• EXTRACT PROVIDED:
○ ○ ○ ○ ○ ○ ○

And it seems like the ultimate cowardice for such a predator to murder others in Open when it's convenient, but slink away into Solo or PG when they themselves don't want to be interfered with. Certainly one does not accidentally acquire a high notoriety.

And nobody would champion cowardice, would they? Really?

Therefore, locking people with high notoriety into Open would seem to be a universal good, and a reasonable thing to do.

...and, of course, some mechanism for preventing cowardly methods of letting notoriety -- already WAY too artificially short-lived -- decrease rapidly while the criminal just sits inactive for a short period of time, hiding from consequences of their actions inside a station or sitting on a planet (or any other otherwise isolated instance) is just poor and unimaginative community design.

Well, it should be the case that illegal activities pay better than legal ones - at least in some circumstances - or no-one would become a criminal and "lawful combat" groups like you will have nothing to shoot at in the first place.

○ ○ ○ ○ ○ ○ ○

• EXERCISE SET:
A. Answer these questions about the passage on notoriety and game modes:
(i) Into which mode does it say players with high notoriety should be locked?
(ii) Where does it say the criminal hides while sitting inactive?
(iii) What does its last paragraph say should be the case with illegal activities?
B. Continue the passage on notoriety and game modes from where it stops.

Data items
○ ○ ○ ○ ○ ○ ○

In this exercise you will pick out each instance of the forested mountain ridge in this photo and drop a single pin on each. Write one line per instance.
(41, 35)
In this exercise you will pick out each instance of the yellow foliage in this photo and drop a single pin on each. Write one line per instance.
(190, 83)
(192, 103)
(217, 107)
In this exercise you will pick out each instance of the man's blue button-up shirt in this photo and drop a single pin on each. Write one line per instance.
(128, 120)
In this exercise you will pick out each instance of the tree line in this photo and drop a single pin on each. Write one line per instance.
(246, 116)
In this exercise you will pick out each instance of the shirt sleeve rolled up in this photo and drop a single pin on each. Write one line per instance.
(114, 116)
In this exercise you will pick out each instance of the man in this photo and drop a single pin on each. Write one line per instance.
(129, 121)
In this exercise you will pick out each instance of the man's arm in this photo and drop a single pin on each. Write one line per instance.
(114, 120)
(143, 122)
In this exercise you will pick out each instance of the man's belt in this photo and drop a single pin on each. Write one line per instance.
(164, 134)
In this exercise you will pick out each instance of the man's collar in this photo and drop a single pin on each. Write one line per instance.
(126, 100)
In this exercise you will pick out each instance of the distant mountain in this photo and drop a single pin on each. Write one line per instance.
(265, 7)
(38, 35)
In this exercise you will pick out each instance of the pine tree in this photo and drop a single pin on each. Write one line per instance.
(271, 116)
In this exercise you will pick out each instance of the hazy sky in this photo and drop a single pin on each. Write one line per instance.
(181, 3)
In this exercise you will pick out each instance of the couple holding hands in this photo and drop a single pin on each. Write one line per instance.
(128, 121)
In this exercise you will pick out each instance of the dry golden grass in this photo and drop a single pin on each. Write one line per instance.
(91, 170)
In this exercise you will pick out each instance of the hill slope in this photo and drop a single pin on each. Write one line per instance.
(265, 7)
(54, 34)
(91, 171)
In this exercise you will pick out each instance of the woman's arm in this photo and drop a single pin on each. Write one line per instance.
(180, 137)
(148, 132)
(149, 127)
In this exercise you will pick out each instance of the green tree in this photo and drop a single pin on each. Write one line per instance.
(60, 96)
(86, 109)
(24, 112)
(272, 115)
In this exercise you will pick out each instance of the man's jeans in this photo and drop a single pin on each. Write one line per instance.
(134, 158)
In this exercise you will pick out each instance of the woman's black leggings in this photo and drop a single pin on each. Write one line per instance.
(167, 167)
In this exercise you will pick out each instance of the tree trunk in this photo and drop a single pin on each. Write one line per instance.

○ ○ ○ ○ ○ ○ ○

• RESPONSES IN ORDER:
A.
(i) Open.
(ii) Inside a station or sitting on a planet, or in any other otherwise isolated instance.
(iii) They should pay better than legal ones, at least in some circumstances.

B.
Au contraire! For the vast majority of criminals, crime doesn't really "pay." Most of the low-level criminals in any organization often barely make minimum wage (and that's even considering time only spent OUTSIDE of prison). In most cases, criminals are banal, stupid, and often lazy. The only ones living large are those at the top. For the most part, underlings get subsistence, protection, and the sense of belonging and (an often illusory) security, that is often their greatest driver.

The rest -- and the belief that criminals as a whole make more than society's more lawful grinders, is just marketing.

And I think this game is evidence that there are those who need absolutely no reward at all -- and in fact will actually happily incur expenses -- just to be jerks to others. Their unfortunate reward comes from nothing other than having "dominated" someone who wasn't even making an attempt to play their PvP game. Sad and silly, but true.

Winning without compromising your values is winning twice.

Hoo-AH!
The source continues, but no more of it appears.